(PROVIDED TEXT):

Sunday, March 21, 10 a.m. – Liz Igra, Connections Small and Grand – Reflections from a Holocaust Survivor
Sunday, April 18, 10 a.m. – Daniel Horowitz, Facial Recognition Technology for Genealogy
January 17 Meeting Notes
President Mort Rumberg called the meeting to order and welcomed members and guests. He noted that new members will receive a copy of the “Introduction to Jewish Genealogy” book, as well as all the other benefits of membership. For continuing members, the $25 annual dues are due.
Coming attractions: Upcoming meetings will include our own Victoria Fisch February 21, on Jews of the Gold Rush, Liz Igra on March 21 on her experience as a Holocaust survivor, Dan Horowitz on April 18 on facial recognition technology, and on May 16, Leslie Nye on handwriting analysis.
Mort passed around information about classes being held at the Sacramento Central Library during January and February, including a January 24 class by Glenda Lloyd.
The Nevada City genealogy group is holding programs on January 26 on Web sites and February 23 on the upcoming census. And the Family History Center on Eastern Avenue in Sacramento is holding classes on Wednesday evenings through March.
Dave Reingold noted that the Sacramento County History Day is coming up and judges are needed to spend about a half a day reviewing student programs. Call Myron Piper at 916-868-1049 if you might be interested.
From 10 a.m. to 4 p.m. on February 6 will be the county’s annual Museum Day, with free admission. See www.sacramentomuseum.org . And Dave also passes on the Web site for the Sacramento County Historical Society: www.sachistoricalsociety.org.
Bob Wascou said he is looking for photographs or other information on Sacramento burial plots going back to the 1800s. Contact him if you know of someone who might have something to share on burials prior to the establishment of the Home of Peace Cemetery.
Treasurer Allan Bonderoff reported a checking account balance of $1,414.39 after a providing a $50 honorarium to December speaker Ron Arons. Your dues go to help us pay for speakers, books for our library, and more.
January Program -- “Everyone Has a Story to Tell”
Our January speaker was Joann Weiser, who was born in Oakland in 1948, on Israel’s Independence Day. At age 5 she moved to Sacramento, where she grew up and attended school. She attended college at U.C. Berkeley and earned a degree in American History. Unsure of what to pursue next, she talked to a rabbi at B’nai Israel who linked her up with a program in Israel.
“I spent a year in a kibbutz, and fell in love with Israel,” Joann said. She returned home and began a teaching credential program at Sacramento State, where she met the head of an Israeli organization. Two years later, she had married him and moved to Israel, where she and her husband raised a family and remained for 28 years.
They are now back in the Sacramento area, where her mother, Dorothy Novack, still lives.
“Everyone Has a Story to Tell” is the name of Joann’s business, which focuses on the importance of memories. “If we don’t know where we came from and who we came from, how do we know where we’re going in the future,” she asks.
In Israel, Joann noticed the surge in personal histories being done. There was considerable interest in interviewing Holocaust survivors after Steven Spielberg set up his foundation. Then, in the last decade, there was an effort to interview many of the early pioneers of Israel.

(EXERCISE): Extend the genealogy group's meeting notes past their final sentence, carrying on the account of Joann Weiser's talk.

(SOURCE MATERIAL):
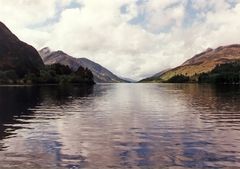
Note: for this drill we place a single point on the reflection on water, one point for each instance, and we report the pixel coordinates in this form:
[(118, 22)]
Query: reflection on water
[(120, 126)]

(RESULT OF THE EXERCISE):
Joann started with her mother (who was on hand at the meeting) but has since completed 7 or 8 books.
“We start with a family tree -- there’s always someone who’s been collecting family information.:”
Joann has subsequently become a member of the Association of Personal Historians, which has about 600 members across the country. “Most got involved by wanting to do their own family history.”
She said family stories are very personal but also reflect a time or place in history.
About her mother’s book, she said her children were unaware of a lot it, and there was of characteristics brought out that they’d like to share or emulate.
“And for many books people say --‘oh, we didn’t put that in the book,’ so there’ll be a second edition.
Joann said her mother-in-law was one of the last living members of her generation, and she knew if she didn’t start telling stories, they would never be told. The mother-in-law was born in Frankfurt and had been a dancer. Most of the family left Germany in 1936 to link up with an uncle in the United States, but she decided to go by herself to Israel.
Joann also did a book for Joe Schwartz of Sacramento. The request came from his children. While it was hoped to have the book ready for Joe’s 80th birthday, it took longer than expected to complete, about two years in all.
In the book, Joann touches upon Joe’s family in Helena, Montana, coming to Sacramento when he was three years old, to later in life when he and his wife, Harriette, took their children and grandchildren on a trip for their 50th anniversary.
“I think one of the biggest gifts in this book,” Joann said, ”was recounting many of the family traditions for Yom Kippur, Chanukah, seders, etc.”
“At the end of the book, there is a place to reflect back -- Joe talks about the technological changes he’s seen in his life.”
What is the process Joann uses? Here is her basis approach:
2) Word-by-word transcription (for every interview hour, about 4-5 hours to transcribe)
3) Edit material into flowing text (the most laborious part)
4) Make corrections, additions, changes
5) Choose pictures, letters, documents
6) Design book
7) Add family tree and dedication
8) Coordinate book printings
9) Delivery of family heirloom books
The books are written in a first-person narrative, so the person is telling his own story. “It’s your book; I’m just an instrument for you.”
Among the areas Joann asks about in her interviews are:
Childhood memories, parents and siblings, school days, college, marriage, profession, becoming a father or mother, significant people, hobbies and passions, becoming a grandparent, losing a spouse, reflecting on life.
In terms of reflections, things to ask about include the legacy the person wants to leave behind, hopes and dreams, lessons learned, accomplishments, values, life then and now, what you wish for your children, the way you’d like to be remembered.
Joann said the benefits of telling your story include sharing your thoughts and feelings, connecting the generations through a common thread, a positive emotional experience for the storyteller, enabling children and grandchildren to identify with family members from the past, capturing and giving life to a period of history that children and grandchildren never knew, and showing appreciation and telling someone how much you love them.
“It’s an opportunity to preserve your family heritage and give a lasting gift to your family.”
Joann added that “it’s not a confessional -- you don’t want to leave a bomb. You have to be sensitive and discreet.
The best classroom in the world is at the feet of an elderly person.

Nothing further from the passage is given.